● Challenges
A) Answer these questions using the Amnesty article:
(i) What word did President Bush use to dismiss the Amnesty report?
(ii) What did Defense Secretary Donald Rumsfeld call the description?
(iii) Whom is Irene Zubaida Khan there to meet with?
B) Decide whether each statement agrees with the Amnesty article, and back each yes or no with the deciding words of the article:
(i) Amnesty compared the Guantánamo prison to the Soviet system of forced labor camps.
(ii) Khan made her remarks in a private interview.
(iii) The Amnesty report blamed the United States for an upsurge in global human rights violations.
C) Write the next part of the Amnesty article, picking up after its last sentence.

● Document segment
-- -- --
Thu, 02 Jun 2005 11:32:22 -0700

 

 

FOCUS | Amnesty Defends 'Gulag,' Urges Guantánamo Access

 

 

http://www.truthout.org/docs_2005/060205X.shtml

 

 

 

 

 

Amnesty Defends 'Gulag,' Urges Guantánamo Access

Reuters

 

Thursday 02 June 2005

 

Human rights group Amnesty defended its description of Guantánamo

prison as a " gulag " Thursday and urged the United States to allow

independent investigations of allegations of torture at its detention

centers for terrorism suspects.

 

A verbal feud between Amnesty International and Washington has

escalated since Amnesty last week compared the prison at the US naval

base at Guantánamo Bay, Cuba, to the brutal Soviet system of forced

labor camps where millions of prisoners died.

 

President Bush dismissed as " absurd " the Amnesty report, which

also said the United States was responsible for an upsurge in global

human rights violations, and Defense Secretary Donald Rumsfeld called

the description " reprehensible. "

 

" The administration's response has been that our report is absurd,

that our allegations have no basis, and our answer is very simple: if

that is so, open up these detention centers, allow us and others to

visit them, " Amnesty International Secretary General Irene Zubaida

Khan told a news conference.

 

" Transparency is the best antidote to misinformation and incorrect

facts, " said Khan, who is here to meet with Japanese officials.
-- -- --
● Stored records
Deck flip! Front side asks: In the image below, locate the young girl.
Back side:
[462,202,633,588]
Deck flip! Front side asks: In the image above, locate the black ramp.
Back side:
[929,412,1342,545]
-- -- --
● Expected answers
A)
(i) Absurd.
(ii) Reprehensible.
(iii) Japanese officials.

B)
(i) Yes: "compared the prison at the US naval base at Guantánamo Bay, Cuba, to the brutal Soviet system of forced labor camps"
(ii) No: "told a news conference"
(iii) Yes: "also said the United States was responsible for an upsurge in global human rights violations"

C)
 

The United States holds about 520 men at Guantánamo, where they

are denied rights accorded under international law to prisoners of war.

 

Many have been held without charge for more than three years.

 

Khan rejected a suggestion that Amnesty's use of the emotive term

" gulag " had turned the debate into one over semantics, and distracted

attention from the situation in the detention centers.

 

" What we wanted to do was to send a strong message that ... this

sort of network of detention centers that has been created as part of

this war on terrorism is actually undermining human rights in a

dramatic way which can only evoke some of the worst features of human

rights scandals of the past, " she said.

 

" I don't think people have got off the hook yet. "

 

Khan also said Japan's bid for a permanent seat on the UN Security

Council meant Tokyo should play a bigger role in the global fight for

human rights and improve its own record at home.

 

Japan has stepped up its campaign for a permanent seat as part of

an effort to boost its global clout in security affairs.

 

" Japan, by its strong bid to become a UN Security Council member,

is subjecting itself to greater international scrutiny and that

creates an imperative for change, " she said.

 

Khan urged Japan to abolish the death penalty, improve the

treatment of prisoners, revise a strict stance toward refugees - only

15 refugees were accepted last year - and do more to prevent and

protect victims of human trafficking.